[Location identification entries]
———

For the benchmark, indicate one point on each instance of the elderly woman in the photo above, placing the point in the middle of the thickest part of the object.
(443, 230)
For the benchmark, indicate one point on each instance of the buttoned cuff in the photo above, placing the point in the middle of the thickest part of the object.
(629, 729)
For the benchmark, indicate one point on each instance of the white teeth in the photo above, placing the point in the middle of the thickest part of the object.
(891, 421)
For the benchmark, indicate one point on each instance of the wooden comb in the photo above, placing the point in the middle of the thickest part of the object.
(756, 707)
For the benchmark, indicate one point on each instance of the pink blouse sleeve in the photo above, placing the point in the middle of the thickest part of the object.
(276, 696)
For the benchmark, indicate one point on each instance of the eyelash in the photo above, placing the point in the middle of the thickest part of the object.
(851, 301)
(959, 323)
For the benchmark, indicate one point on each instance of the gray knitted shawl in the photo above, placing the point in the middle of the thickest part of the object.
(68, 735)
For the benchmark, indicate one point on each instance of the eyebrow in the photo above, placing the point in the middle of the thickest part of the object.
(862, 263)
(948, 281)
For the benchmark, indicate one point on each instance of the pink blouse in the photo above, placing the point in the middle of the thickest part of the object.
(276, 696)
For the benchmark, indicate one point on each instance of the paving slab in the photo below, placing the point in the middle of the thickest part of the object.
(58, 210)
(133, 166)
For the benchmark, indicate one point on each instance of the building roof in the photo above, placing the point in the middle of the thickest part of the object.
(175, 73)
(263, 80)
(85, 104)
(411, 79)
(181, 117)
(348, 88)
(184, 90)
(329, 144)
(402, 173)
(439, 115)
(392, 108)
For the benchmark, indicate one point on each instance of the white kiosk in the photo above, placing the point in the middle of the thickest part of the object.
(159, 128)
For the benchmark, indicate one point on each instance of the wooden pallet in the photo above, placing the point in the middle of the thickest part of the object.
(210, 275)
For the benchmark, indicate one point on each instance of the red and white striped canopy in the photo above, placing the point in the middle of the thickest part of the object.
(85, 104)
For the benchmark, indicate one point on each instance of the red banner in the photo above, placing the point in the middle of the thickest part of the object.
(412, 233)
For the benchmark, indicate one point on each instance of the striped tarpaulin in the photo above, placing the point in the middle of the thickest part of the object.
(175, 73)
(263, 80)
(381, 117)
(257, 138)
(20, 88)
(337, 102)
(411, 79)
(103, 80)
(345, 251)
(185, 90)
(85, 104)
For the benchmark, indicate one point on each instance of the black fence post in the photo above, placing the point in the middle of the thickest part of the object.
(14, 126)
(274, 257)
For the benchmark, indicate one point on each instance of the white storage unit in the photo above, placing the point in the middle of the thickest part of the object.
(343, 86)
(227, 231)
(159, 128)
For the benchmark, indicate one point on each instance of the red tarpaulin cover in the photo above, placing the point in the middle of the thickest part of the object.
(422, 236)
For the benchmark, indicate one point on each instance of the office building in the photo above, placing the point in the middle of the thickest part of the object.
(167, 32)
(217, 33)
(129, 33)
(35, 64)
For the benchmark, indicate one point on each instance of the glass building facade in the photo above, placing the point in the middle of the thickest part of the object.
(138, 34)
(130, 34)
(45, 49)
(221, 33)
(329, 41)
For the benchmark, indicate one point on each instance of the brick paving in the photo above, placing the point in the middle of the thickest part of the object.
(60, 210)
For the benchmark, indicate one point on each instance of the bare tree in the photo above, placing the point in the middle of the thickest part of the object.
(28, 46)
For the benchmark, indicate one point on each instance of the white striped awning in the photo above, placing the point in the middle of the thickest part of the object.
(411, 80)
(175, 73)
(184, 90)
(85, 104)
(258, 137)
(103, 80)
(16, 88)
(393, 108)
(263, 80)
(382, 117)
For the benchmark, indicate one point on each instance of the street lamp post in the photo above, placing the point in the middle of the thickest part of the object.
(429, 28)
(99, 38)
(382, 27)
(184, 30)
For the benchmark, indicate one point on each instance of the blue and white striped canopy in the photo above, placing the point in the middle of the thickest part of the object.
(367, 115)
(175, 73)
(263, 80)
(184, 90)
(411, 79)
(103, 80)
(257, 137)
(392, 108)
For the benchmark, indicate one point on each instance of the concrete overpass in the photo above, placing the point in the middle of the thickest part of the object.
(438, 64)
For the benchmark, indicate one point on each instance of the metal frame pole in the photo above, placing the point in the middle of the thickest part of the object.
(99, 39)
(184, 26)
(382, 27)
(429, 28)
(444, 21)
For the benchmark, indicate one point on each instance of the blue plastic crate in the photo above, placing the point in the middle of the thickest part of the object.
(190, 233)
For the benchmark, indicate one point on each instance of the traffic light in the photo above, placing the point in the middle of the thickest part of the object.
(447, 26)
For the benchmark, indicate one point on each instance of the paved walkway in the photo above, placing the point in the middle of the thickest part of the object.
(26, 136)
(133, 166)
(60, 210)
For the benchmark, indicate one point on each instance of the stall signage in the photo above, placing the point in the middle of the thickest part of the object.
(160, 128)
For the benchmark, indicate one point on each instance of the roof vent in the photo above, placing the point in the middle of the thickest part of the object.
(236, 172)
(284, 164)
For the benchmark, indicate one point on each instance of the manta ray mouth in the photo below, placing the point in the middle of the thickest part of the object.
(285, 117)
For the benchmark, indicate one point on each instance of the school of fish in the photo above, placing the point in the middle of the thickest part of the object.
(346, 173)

———

* THE TASK
Beginning at the line where "of the stall" appears, extract each line through the end of the data above; keep them exact and include nothing else.

* EXERCISE RESPONSE
For the benchmark, indicate one point on each instance of the stall signage in the photo above, placing the point in the middle of the thickest part of the object.
(160, 128)
For the benchmark, indicate one point on each instance of the roof vent in the photo above, placing the point in the middle of the thickest part of the object.
(236, 172)
(284, 164)
For the benchmark, indicate one point on each instance of the manta ray mouth in the photo below, placing the point in the middle of the thickest part of the object.
(285, 117)
For the benchmark, indicate one point on each instance of the school of fish in the photo above, placing the point in the middle of the thickest part of the object.
(346, 173)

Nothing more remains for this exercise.